_Reading text_
# Emofest 2009



## Sonnie

*Make plans now to attend 'Emofest 2009' at their main offices in lovely Franklin, TN, September 5th and 6th, 2009! *
There will be food, live music, equipment demos and more! The invitation is open to all customers and friends, and entertainment will be provided for children.


Saturday, Sept 5th, 12pm - 4pm - Meet and Greet. Meet fellow Emotiva 'family members' and staff. Refreshments will be served.

Sunday, Sept. 6th 12pm - 8pm - Equipment demos, live music, and a BBQ by 'Chef Dave', Emotiva owner and Country Club chef. They'll have a surprise or two in store, and attendees will be eligible for deep, absolutely CRAZY discounts on buying gear during the Fest. Don't miss out!


*To make a reservation, simply email: [email protected] *
List your name, number of attendees, and t-shirt sizes (all attendees will receive an EMOFEST t-shirt). There is no charge for the event.

Want to explore Nashville while you're there? Their offices are about 20 minutes from Nashville. Beth has compiled a short list of things to do and places to see in Nashville, as well as listing hotels they are offering special rates for Emofest attendees. HOTELS/NASHVILLE RECOMMENDATIONS


See you there!


----------



## brandonnash

You coming up for this sonnie? Might make the 45 minute trip over there if not, but if you are I'll make a great effort to make it. 

Getting on their website I never knew they were based out of Franklin.


----------



## Sonnie

I would really like to go, if I can get the wife to make the trip with me, but I am uncertain at this point. :huh:


----------



## brandonnash

Let me know if you do try to come. I'd like to meet you. I haven't checked my calendar, but I'm pretty sure I'll be there.


----------



## critofur

You do know that "emo" is a derogatory name that a person who is not nice might call someone? I don't know exactly, but I think it's like "cry baby" - referring to a person who is overly "*emo*tional".

So, when I saw the title of the thread I thought it was a pretty strange thread to see on a forum like this - I figured it must be sarcastic or "tongue in cheek". 

:dontknow:

GRR - it says "New Membership" even though I first signed up years ago! I hate that "Auto Delete" maintenance.

_Stated goal_
In the Emofest 2009 thread, what will every attendee receive?

_Data records_
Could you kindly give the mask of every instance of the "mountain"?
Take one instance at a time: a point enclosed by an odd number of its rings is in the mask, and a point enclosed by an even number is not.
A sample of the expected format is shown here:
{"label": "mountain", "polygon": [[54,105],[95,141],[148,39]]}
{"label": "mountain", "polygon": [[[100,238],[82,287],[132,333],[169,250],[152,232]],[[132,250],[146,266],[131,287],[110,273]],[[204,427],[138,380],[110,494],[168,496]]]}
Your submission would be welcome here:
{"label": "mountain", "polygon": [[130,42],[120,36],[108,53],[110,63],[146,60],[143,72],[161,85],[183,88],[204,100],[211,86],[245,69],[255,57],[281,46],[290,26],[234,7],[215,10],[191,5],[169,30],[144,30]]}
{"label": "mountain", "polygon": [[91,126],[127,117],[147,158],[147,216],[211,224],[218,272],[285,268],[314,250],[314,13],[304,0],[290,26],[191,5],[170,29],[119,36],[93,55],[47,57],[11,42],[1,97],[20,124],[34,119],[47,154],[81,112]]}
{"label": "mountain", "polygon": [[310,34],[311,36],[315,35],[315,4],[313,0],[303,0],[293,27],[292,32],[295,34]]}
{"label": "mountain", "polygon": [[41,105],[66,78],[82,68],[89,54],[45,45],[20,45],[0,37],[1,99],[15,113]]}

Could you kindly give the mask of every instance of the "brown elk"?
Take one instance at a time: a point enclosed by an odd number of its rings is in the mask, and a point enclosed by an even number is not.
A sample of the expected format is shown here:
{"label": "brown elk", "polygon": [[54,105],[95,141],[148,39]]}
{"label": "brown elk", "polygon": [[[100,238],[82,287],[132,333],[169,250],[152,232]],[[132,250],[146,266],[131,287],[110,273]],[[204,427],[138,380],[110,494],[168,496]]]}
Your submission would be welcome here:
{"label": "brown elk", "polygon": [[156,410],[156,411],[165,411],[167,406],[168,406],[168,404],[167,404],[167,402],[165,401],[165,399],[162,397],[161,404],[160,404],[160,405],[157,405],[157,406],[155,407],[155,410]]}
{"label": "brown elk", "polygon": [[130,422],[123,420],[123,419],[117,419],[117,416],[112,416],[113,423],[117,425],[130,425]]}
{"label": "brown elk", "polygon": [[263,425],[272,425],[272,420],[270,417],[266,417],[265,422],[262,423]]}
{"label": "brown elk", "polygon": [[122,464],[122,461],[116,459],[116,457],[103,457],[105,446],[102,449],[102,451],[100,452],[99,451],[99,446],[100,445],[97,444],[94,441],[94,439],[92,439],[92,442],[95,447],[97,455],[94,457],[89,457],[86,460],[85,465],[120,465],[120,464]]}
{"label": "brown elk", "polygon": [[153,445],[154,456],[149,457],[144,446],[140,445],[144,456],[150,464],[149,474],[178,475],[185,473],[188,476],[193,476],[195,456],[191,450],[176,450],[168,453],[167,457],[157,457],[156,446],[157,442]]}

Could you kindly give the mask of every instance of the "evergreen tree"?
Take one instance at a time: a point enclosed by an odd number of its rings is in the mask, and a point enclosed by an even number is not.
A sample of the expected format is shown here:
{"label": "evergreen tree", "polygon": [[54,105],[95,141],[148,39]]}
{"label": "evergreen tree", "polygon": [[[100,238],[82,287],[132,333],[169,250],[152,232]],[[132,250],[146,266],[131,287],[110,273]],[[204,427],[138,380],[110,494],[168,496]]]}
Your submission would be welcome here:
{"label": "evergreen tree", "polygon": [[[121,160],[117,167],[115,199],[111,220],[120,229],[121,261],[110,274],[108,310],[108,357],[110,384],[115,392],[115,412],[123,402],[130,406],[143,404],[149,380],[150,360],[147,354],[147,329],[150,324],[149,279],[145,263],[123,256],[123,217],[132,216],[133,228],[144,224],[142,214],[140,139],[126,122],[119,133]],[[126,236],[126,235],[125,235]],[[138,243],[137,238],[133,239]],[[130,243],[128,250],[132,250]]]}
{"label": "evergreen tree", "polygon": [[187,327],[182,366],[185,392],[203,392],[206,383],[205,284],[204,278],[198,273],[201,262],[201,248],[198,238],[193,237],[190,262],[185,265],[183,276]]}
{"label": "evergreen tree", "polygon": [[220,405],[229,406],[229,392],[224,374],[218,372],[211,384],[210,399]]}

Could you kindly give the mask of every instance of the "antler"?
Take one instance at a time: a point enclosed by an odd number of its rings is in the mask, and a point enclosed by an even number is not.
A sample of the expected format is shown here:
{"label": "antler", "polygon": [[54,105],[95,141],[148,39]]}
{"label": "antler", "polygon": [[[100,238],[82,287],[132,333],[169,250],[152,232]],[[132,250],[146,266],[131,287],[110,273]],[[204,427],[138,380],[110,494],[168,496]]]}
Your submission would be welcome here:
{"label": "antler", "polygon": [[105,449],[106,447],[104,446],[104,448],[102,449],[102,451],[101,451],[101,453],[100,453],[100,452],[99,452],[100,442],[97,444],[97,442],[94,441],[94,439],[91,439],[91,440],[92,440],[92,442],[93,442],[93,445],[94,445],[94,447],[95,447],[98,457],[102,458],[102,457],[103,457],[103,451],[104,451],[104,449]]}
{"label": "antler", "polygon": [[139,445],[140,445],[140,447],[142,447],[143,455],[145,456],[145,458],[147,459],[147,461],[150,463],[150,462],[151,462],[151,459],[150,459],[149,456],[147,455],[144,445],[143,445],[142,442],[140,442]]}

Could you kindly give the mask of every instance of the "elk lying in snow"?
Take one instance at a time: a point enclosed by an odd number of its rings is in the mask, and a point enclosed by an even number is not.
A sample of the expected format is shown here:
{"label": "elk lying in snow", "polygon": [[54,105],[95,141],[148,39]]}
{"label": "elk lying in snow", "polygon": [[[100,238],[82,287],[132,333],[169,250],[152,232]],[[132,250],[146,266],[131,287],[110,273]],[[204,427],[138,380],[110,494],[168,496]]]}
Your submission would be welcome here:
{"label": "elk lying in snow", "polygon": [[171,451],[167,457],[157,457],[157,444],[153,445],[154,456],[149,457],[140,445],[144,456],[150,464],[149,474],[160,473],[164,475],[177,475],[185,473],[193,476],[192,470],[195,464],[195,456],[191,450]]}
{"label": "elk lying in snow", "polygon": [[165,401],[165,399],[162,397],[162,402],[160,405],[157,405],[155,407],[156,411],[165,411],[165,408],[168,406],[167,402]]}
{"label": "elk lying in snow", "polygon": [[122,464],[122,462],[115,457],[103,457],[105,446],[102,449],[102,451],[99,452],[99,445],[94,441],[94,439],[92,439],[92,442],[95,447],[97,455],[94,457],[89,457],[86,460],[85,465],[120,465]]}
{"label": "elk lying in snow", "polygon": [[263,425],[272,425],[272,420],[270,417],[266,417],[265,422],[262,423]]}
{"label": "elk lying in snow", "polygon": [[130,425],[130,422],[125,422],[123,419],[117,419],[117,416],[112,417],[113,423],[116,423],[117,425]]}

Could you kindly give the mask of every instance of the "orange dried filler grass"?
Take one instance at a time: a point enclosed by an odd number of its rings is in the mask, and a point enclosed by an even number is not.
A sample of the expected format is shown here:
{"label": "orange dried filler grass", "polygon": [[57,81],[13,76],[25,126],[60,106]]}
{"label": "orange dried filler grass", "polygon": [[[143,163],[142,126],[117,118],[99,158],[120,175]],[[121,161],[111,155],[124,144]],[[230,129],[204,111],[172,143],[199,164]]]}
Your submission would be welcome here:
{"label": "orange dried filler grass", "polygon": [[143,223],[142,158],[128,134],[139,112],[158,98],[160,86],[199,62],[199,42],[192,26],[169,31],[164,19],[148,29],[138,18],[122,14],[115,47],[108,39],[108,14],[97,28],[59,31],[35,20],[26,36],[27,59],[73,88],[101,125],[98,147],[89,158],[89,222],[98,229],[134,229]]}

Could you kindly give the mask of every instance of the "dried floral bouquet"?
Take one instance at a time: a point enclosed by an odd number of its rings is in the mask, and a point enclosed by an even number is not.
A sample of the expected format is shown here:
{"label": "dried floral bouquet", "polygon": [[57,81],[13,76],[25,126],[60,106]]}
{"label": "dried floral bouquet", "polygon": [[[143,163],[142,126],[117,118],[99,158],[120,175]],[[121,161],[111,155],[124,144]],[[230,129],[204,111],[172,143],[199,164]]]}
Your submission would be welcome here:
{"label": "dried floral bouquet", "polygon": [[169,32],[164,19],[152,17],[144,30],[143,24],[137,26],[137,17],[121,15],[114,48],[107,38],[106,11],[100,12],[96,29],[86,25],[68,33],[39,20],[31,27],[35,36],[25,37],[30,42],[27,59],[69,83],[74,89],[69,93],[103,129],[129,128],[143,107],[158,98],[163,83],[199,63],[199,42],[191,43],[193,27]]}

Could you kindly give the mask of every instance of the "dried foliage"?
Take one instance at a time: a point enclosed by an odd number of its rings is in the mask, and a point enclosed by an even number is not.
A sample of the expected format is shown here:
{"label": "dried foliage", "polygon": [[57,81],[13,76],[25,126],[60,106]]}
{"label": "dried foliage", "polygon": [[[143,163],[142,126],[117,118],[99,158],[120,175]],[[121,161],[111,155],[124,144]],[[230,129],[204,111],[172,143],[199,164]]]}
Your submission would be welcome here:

_Result of the task_
An EMOFEST t-shirt.